→ Отрывок текста
──────────
Заговор «красных маршалов». Тухачевский против Сталина — страница 43 из 124

Некоторое уточнение следует сделать относительно отставки или планируемой отставки Троцкого и Склянского.

6 сентября 1923 г. Склянский еще подписывался как Заместитель Председателя РВСР695. В этом же качестве Склянский подписывает официальные документы и 7 ноября, и 13 декабря696, 23 декабря 1923 г.697, 3 февраля 1924 г.698, 4 февраля 1924 г.699 Решение комиссии ЦК РКП(б) об отставке Склянского и замене его Фрунзе в должности заместителя Председателя РВС СССР было принято лишь 19 февраля 1924 г.700 Это предложение было направлено в ЦК РКП(б) для окончательного решения. После обсуждения этого вопроса на заседании Политбюро ЦК РКП(б) 3 марта 1924 г. было принято решение принять это предложение701, а 5 марта это решение было утверждено на заседании военной комиссии Пленума ЦК РКП(б)702. Поэтому никаких оснований для выступления представителей высшего комсостава Красной армии против его отставки в конце 1923-го – начале 1924 г. не было. Во всяком случае, «письмо Антонова-Овсеенко» от 27 декабря 1923 г. не могло быть связано с отставкой Склянского, если под «красным Карно» имелся в виду именно он.

Если же под «красным Карно» имелся в виду Троцкий, то вопрос об отставке его с должности Председателя РВС СССР на рубеже 1923–1924 г. вообще не ставился и не обсуждался. Фраза, якобы присутствовавшая в письме Антонова-Овсеенко от 27 декабря 1923 г. в изложении Александрова, на самом деле в тексте письма не встречается. Вряд ли Александров пользовался текстом этого письма, которое было опубликовано только в 90-е гг. XX в. Она явно взята из воспоминаний Г. Беседовского, причем в вольном изложении. Беседовский говорит о «письме Антонова-Овсеенко» в Политбюро с предупреждением, что «если тронут Троцкого, то вся Красная армия встанет на защиту советского Карно»703. Вообще вопрос о смещении Троцкого с должности Председателя РВС СССР был поставлен на повестку дня лишь в конце 1924 г., а официально Троцкий был смещен с этой должности и заменен Фрунзе лишь 25 января 1925 г. В этом отношении свидетельство Радека в пересказе Раскольникова, изложенном Александровым, о собраниях командиров, протестовавших против отставки «красного Карно», датируемое рубежом 1924–1925 г., возможно, соответствует действительности, но, быть может, лишь в отношении датировки. Что касается собраний командиров, протестовавших против отставки Троцкого, то сведения о таковых отсутствуют, если не считать протестов сторонников Троцкого среди партийных командиров РККА – В.К. Путны, В.М. Примакова и некоторых других. Однако эти протесты хронологически и по содержанию никак не связаны с «письмом Антонова-Овсеенко» 27 декабря 1923 г.
──────────
→ Задания
**a.** Переведите на английский язык предложение из отрывка об отставке Троцкого и Склянского: «Это предложение было направлено в ЦК РКП(б) для окончательного решения.»
**b.** Когда, согласно отрывку об отставке Троцкого и Склянского, Троцкий был официально смещен с должности Председателя РВС СССР и заменен Фрунзе?
**c.** Продолжите отрывок об отставке Троцкого и Склянского с того места, на котором он заканчивается.
──────────
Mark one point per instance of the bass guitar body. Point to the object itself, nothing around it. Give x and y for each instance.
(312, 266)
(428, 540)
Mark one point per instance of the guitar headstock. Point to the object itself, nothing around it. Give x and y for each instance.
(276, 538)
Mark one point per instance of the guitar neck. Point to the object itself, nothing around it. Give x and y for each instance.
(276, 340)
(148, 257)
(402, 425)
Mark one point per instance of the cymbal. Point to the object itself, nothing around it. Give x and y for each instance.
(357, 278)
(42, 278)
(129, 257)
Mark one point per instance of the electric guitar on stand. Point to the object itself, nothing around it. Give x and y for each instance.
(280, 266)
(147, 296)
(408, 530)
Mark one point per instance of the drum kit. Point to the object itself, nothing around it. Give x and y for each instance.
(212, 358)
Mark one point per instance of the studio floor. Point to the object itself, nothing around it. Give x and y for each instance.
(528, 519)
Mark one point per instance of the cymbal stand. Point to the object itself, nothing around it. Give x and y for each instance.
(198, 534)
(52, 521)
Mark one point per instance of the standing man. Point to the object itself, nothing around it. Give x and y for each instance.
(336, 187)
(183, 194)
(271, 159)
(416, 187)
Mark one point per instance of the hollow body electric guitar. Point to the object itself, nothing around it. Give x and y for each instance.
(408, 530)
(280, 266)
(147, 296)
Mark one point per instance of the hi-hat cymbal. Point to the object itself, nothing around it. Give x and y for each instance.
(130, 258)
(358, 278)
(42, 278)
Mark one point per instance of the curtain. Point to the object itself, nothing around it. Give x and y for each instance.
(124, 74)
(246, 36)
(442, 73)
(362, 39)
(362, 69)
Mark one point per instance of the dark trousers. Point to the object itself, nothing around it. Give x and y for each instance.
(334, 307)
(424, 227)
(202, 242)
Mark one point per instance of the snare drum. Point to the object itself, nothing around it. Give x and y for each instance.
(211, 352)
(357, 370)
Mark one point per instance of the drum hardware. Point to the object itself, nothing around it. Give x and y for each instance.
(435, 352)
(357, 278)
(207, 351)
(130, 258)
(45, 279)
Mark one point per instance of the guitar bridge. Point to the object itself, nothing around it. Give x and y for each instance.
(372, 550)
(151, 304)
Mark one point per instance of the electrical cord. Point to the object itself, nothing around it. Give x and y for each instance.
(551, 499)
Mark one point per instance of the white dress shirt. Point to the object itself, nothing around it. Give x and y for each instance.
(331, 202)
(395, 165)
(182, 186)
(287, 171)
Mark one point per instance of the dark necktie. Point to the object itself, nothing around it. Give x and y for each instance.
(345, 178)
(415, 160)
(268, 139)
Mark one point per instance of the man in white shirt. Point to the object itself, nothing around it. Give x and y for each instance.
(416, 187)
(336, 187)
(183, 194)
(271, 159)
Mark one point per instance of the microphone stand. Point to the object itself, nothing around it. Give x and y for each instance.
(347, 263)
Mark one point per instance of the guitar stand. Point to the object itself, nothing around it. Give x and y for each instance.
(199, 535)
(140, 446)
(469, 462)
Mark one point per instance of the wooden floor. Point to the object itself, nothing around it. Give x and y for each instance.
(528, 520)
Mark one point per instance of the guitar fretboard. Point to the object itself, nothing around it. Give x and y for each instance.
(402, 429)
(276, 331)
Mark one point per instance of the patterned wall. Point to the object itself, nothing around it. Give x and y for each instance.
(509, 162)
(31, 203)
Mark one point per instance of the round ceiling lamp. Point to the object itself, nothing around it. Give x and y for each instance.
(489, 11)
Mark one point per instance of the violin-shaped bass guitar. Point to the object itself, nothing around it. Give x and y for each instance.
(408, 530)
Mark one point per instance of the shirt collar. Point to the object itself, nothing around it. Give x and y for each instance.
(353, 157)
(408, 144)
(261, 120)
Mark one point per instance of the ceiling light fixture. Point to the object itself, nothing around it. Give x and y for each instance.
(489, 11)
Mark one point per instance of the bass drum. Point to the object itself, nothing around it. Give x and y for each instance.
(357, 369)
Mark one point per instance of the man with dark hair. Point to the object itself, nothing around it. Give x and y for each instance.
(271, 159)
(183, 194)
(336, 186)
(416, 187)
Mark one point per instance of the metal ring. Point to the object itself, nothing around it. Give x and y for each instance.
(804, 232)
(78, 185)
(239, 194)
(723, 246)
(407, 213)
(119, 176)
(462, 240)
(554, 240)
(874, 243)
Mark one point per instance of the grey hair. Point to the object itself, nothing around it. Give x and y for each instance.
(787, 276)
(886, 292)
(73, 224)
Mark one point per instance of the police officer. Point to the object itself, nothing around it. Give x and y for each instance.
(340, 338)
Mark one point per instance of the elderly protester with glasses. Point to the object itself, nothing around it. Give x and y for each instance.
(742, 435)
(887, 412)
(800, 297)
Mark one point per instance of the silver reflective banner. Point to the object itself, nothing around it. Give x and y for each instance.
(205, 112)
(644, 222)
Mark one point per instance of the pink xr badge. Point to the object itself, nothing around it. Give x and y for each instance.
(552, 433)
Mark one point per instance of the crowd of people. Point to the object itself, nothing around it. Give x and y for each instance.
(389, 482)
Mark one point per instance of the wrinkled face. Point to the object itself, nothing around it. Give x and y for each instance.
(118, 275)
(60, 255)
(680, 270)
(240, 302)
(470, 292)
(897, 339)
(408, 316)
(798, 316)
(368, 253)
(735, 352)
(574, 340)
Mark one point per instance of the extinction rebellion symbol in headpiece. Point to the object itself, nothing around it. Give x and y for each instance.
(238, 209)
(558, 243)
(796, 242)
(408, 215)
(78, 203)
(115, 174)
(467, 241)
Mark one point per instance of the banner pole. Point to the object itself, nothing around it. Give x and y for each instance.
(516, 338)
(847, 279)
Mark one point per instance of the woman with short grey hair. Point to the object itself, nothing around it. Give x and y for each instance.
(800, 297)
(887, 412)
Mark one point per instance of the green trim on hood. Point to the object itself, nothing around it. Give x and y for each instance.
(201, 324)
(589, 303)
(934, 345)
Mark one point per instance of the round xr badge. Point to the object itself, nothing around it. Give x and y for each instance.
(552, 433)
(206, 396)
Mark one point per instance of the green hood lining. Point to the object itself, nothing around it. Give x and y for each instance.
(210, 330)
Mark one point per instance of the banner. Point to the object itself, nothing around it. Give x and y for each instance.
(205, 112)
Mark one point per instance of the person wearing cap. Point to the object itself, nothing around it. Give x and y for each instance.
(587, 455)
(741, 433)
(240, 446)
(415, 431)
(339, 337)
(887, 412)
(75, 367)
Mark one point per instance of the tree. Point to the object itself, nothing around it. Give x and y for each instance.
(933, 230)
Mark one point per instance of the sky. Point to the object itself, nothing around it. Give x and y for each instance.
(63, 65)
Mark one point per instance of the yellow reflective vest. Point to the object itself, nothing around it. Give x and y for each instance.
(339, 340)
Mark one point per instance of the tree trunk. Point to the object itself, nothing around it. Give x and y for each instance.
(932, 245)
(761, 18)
──────────
→ Ответы к заданиям
**a.** This proposal was sent to the Central Committee of the RCP(b) for a final decision.

**b.** 25 января 1925 г.

**c.**
Далее (в реконструированном диалоге) Радек ответил Сталину, что он, Радек, в 1924 г. «не был членом Политбюро». Надо заметить, что Радек никогда не входил в состав Политбюро ЦК, поэтому его реплика в данном диалоге не имеет смысла. Возможно, ее придумал сам Александров. Впрочем, она не имеет существенного смысла в контексте освещаемых событий. Существенно последовавшее за ней замечание Сталина: «Однако это не помешало тебе знать о некоторых собраниях старших командиров в декабре 1924 г. и в январе 1925 г., на этих собраниях говорилось об аресте членов Политбюро… о созыве чрезвычайного съезда партии и о выборах нового Генерального секретаря вместо меня – Троцкого, не так ли?»704

Во-первых, как выше уже скорректировано, в диалоге речь идет о событиях декабря 1923 – января 1924 г.

Во-вторых, в письме Антонова-Овсеенко от 27 декабря 1923 г. в скрытой форме упоминалась угроза со стороны Красной армии «призвать к порядку зарвавшихся вождей»705. В письме звучали слова в защиту Троцкого706. В письме проскользнула фраза: «Среди военных коммунистов уже ходят разговоры о том, что нужно поддержать всем, как один, т. Троцкого»707. Известно также, что в связи с этим письмом и так называемым «циркуляром ПУРа № 200» о созыве конференции партячеек военных учебных заведений Антонова-Овсеенко вызвали 12 января 1924 г. на заседание Оргбюро. Здесь было вынесено решение о смещении его с должности начальника ПУР. Примечательно, что специальная комиссия ЦКК, обследуя ПУР, ничего криминального в действиях Антонова-Овсеенко не нашла. Последний, не соглашаясь с решением Оргбюро, апеллировал к Пленуму ЦК, открывшемуся 15 января 1924 г. На Пленуме Антонов-Овсеенко прямо обвинил И. Сталина в стремлении без всяких на то оснований расправиться с ним, Антоновым-Овсеенко, как с человеком, занявшим независимую, внефракционную позицию. Несмотря на выступление Радека, заступившегося за начальника ПУР, решение Оргбюро ЦК постановлением Пленума было оставлено в силе. Официально это партийное решение датируется 17 января 1924 г. Официальное же отстранение Антонова-Овсеенко от должности произошло 23 января – 5 февраля 1924 г.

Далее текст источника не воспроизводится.